* **TAREAS DEL EJERCICIO**
A) Traduzca al inglés esta oración del texto sobre Chloé Zhao: "Lo que debemos aprender de Chloé Zhao es que la pulsión artística no resulta predecible, porque si fuera predecible no sería artística, sino trabajo de oficina."
B) Enumere todas las personas que el texto sobre Chloé Zhao menciona por su nombre o apellido.
C) Responda con datos del texto sobre Chloé Zhao:
(i) ¿En qué año dirigió Chloé Zhao 'The Rider'?
(ii) ¿Qué secuelas arrastra el jinete de la película desde el accidente?
(iii) ¿A quién se atribuye la frase "Con las buenas intenciones solo se hace mala literatura"?

* **TEXTO PROPUESTO**
--
Tomemos el ejemplo de la directora de cine Chloé Zhao. No solo es mujer, sino que además, siendo estadounidense, su origen racial es asiático. De este modo, lo que esperarían de ella los chiripitifláuticos del arte es una película sobre mujeres chinas en Estados Unidos y sus dificultades para salir adelante. Pues bien, Chloé Zhao dirigió en 2017 una estupenda película titulada 'The Rider', sobre un jinete de rodeos que casi pierde la vida en una competición y que arrastra desde el accidente graves daños cerebrales. No hay asunto más masculino ni más norteamericano que el rodeo, como puede verse en la película, siendo su misma directora la que eligió el tema y la que se rompió la cara para rodarla con escasos medios debido a la falta de financiación. Si hubiera hecho la película que los simples esperaban de ella, a lo mejor habría contado con 20 millones de dólares y ahora tendría cuatro óscares en casa. Pero entonces Chloé Zhao no sería Chloé Zhao, sino otra empleada del mes más.

Lo que debemos aprender de Chloé Zhao es que la pulsión artística no resulta predecible, porque si fuera predecible no sería artística, sino trabajo de oficina. Uno hace las películas y las novelas y las canciones que cierto azar un tanto demoníaco le encarga, motivo por el cual hay tantos directores (Cassavetes, Allen, Almodóvar) que escriben y dirigen películas protagonizadas por mujeres, simplemente porque es lo que les interesa o apetece o motiva, y no porque quieran ayudar al balance 50/50 en la cantidad de protagonistas de ambos sexos que hay en el celuloide. De hecho, si uno elige que su película la protagonice una mujer, una persona de raza negra o un transexual a fin de contribuir a esos balances, lo más normal es que haga una película malísima, porque no habrá otra cosa detrás de ella que buenas intenciones —o el cálculo más miserable, en realidad—. “Con las buenas intenciones solo se hace mala literatura”, asentó hace tiempo André Gide.
--
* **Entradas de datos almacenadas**
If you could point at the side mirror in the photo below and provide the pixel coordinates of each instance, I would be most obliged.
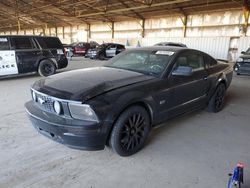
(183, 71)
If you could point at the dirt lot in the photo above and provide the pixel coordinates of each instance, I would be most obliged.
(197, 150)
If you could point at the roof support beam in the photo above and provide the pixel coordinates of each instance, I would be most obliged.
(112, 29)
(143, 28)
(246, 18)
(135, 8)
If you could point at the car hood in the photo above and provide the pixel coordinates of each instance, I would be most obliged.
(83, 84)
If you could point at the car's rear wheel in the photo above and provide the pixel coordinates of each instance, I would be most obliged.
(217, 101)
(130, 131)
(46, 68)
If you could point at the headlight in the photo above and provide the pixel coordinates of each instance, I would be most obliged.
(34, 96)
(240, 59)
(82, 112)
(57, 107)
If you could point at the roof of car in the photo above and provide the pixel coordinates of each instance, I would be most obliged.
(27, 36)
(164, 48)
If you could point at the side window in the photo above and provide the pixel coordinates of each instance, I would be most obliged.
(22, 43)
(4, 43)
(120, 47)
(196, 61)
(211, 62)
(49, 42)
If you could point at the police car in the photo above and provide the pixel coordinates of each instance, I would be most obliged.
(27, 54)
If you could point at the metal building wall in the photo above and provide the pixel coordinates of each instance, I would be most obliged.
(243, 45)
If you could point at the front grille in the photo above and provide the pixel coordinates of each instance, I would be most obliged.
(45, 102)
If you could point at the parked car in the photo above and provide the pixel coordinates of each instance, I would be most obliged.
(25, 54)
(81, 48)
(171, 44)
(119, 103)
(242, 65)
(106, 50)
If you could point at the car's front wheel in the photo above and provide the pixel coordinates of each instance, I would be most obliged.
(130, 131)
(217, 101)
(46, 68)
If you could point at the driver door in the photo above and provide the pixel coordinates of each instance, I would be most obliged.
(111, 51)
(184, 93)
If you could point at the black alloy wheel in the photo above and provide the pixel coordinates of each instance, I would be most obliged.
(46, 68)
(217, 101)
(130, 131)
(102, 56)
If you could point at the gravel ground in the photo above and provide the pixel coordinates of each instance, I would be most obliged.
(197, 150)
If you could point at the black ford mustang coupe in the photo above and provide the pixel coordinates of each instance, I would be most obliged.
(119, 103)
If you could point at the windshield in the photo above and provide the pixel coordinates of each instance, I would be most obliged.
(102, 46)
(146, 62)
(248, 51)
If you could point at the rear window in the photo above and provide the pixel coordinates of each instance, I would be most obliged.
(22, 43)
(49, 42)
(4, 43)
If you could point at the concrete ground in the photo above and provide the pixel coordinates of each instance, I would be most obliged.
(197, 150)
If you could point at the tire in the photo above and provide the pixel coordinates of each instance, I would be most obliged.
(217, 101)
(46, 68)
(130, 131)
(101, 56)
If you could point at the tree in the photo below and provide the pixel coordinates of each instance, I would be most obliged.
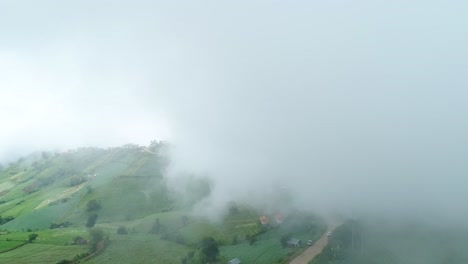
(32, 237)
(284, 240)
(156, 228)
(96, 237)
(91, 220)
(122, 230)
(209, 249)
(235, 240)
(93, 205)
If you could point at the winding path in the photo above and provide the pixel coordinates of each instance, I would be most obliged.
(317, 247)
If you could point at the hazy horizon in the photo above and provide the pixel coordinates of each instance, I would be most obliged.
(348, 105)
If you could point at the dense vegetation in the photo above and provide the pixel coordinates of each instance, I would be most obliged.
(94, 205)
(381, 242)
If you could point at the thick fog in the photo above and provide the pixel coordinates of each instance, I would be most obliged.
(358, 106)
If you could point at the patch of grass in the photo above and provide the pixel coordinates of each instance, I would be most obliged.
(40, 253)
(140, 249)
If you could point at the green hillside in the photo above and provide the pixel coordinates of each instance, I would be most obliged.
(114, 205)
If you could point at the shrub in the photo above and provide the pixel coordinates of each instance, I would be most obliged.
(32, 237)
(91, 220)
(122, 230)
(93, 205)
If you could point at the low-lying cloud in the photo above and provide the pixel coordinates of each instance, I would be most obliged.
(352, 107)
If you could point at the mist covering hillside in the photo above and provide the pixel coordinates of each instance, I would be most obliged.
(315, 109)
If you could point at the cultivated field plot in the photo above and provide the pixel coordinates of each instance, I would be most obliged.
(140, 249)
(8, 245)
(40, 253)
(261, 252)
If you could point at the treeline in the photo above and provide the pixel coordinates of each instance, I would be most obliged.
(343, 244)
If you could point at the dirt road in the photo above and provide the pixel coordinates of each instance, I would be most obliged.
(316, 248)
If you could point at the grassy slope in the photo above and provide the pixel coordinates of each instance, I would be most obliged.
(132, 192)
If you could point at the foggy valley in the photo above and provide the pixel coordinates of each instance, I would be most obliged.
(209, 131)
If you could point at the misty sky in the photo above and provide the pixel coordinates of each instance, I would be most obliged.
--
* **CLAVE DE RESPUESTAS**
A) What we should learn from Chloé Zhao is that the artistic drive is not predictable, because if it were predictable it would not be artistic, but office work.

B) Chloé Zhao, Cassavetes, Allen, Almodóvar, André Gide

C)
(i) En 2017.
(ii) Graves daños cerebrales.
(iii) A André Gide.